--- start Extract provided ---
ClickHouse/src/Interpreters/GraceHashJoin.h

#pragma once

#include <Interpreters/Context_fwd.h>
#include <Interpreters/IJoin.h>
#include <Interpreters/TemporaryDataOnDisk.h>

#include <Core/Block.h>

#include <Common/MultiVersion.h>
#include <Common/SharedMutex.h>

#include <mutex>

namespace DB
{
class TableJoin;
class HashJoin;

/**
 * Efficient and highly parallel implementation of external memory JOIN based on HashJoin.
 * Supports most of the JOIN modes, except CROSS and ASOF.
 *
 * The joining algorithm consists of three stages:
 *
 * 1) During the first stage we accumulate blocks of the right table via @addBlockToJoin.
 * Each input block is split into multiple buckets based on the hash of the row join keys.
 * The first bucket is added to the in-memory HashJoin, and the remaining buckets are written to disk for further processing.
 * When the size of HashJoin exceeds the limits, we double the number of buckets.
 * There can be multiple threads calling addBlockToJoin, just like @ConcurrentHashJoin.
 *
 * 2) At the second stage we process left table blocks via @joinBlock.
 * Again, each input block is split into multiple buckets by hash.
 * The first bucket is joined in-memory via HashJoin::joinBlock, and the remaining buckets are written to the disk.
 *
 * 3) When the last thread reading left table block finishes, the last stage begins.
 * Each @DelayedJoinedBlocksTransform calls repeatedly @getDelayedBlocks until there are no more unfinished buckets left.
 * Inside @getDelayedBlocks we select the next unprocessed bucket, load right table blocks from disk into in-memory HashJoin,
 * And then join them with left table blocks.
 *
 * After joining the left table blocks, we can load non-joined rows from the right table for RIGHT/FULL JOINs.
 * Note that non-joined rows are processed in multiple threads, unlike HashJoin/ConcurrentHashJoin/MergeJoin.
 */
class GraceHashJoin final : public IJoin
{
    class FileBucket;
    class DelayedBlocks;

    using InMemoryJoinPtr = std::shared_ptr<HashJoin>;

public:
    using BucketPtr = std::shared_ptr<FileBucket>;
    using Buckets = std::vector<BucketPtr>;

    GraceHashJoin(
        ContextPtr context_, std::shared_ptr<TableJoin> table_join_,
        const Block & left_sample_block_, const Block & right_sample_block_,
        TemporaryDataOnDiskScopePtr tmp_data_,
        bool any_take_last_row_ = false);

    ~GraceHashJoin() override;

    std::string getName() const override { return "GraceHashJoin"; }
    const TableJoin & getTableJoin() const override { return *table_join; }

    void initialize(const Block & sample_block) override;

    bool addBlockToJoin(const Block & block, bool check_limits) override;
    void checkTypesOfKeys(const Block & block) const override;
    void joinBlock(Block & block, std::shared_ptr<ExtraBlock> & not_processed) override;

    void setTotals(const Block & block) override;

    size_t getTotalRowCount() const override;
    size_t getTotalByteCount() const override;
    bool alwaysReturnsEmptySet() const override;

    bool supportParallelJoin() const override { return true; }
    bool supportTotals() const override { return false; }

    IBlocksStreamPtr
    getNonJoinedBlocks(const Block & left_sample_block_, const Block & result_sample_block_, UInt64 max_block_size) const override;

    /// Open iterator over joined blocks.
--- end Extract provided ---
What is asked -
a - According to the GraceHashJoin header file, which two JOIN modes are not supported?
b - Quote the part of the GraceHashJoin header file between "#include <Common/MultiVersion.h>" and "CROSS and ASOF.", inclusive.
The items that come next have nothing to do with the header file.
--- start Data listing ---
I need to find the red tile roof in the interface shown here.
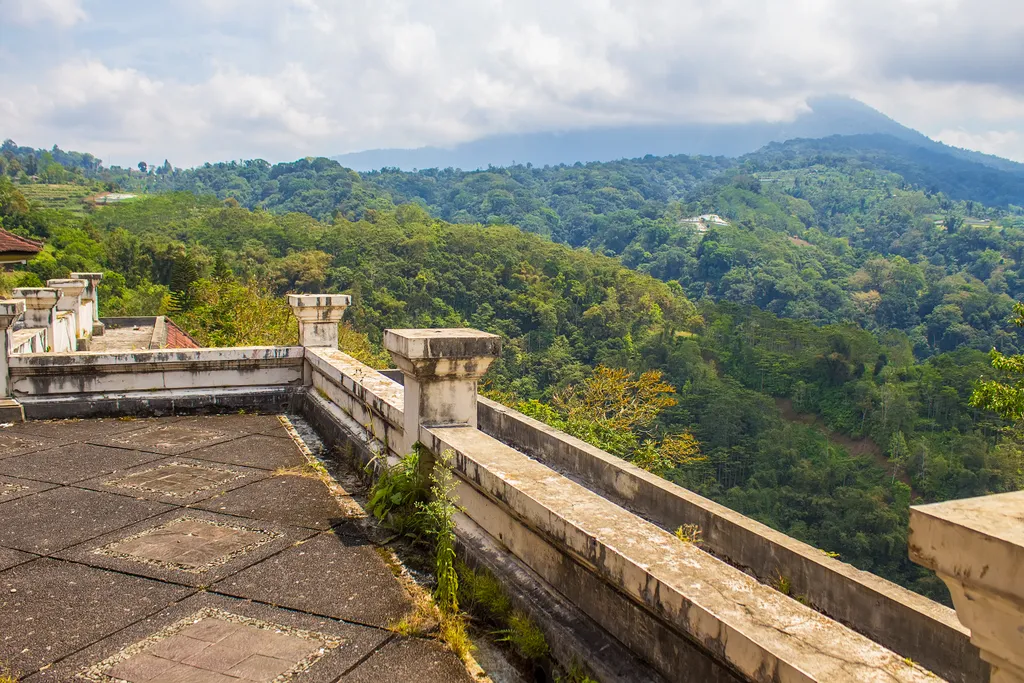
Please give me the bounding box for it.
[0,227,43,254]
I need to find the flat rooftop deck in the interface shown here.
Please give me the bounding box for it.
[0,415,473,683]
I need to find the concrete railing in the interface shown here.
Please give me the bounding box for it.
[477,396,988,683]
[292,321,930,681]
[7,346,304,419]
[0,295,1007,681]
[909,492,1024,683]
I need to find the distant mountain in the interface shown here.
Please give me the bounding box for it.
[740,133,1024,207]
[333,96,929,171]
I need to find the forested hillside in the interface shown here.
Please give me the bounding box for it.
[0,135,1024,598]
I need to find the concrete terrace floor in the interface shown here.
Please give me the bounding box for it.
[0,415,473,683]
--- end Data listing ---
Task-by-task outputs -
a - CROSS and ASOF.

b -
#include <Common/MultiVersion.h>
#include <Common/SharedMutex.h>

#include <mutex>

namespace DB
{
class TableJoin;
class HashJoin;

/**
 * Efficient and highly parallel implementation of external memory JOIN based on HashJoin.
 * Supports most of the JOIN modes, except CROSS and ASOF.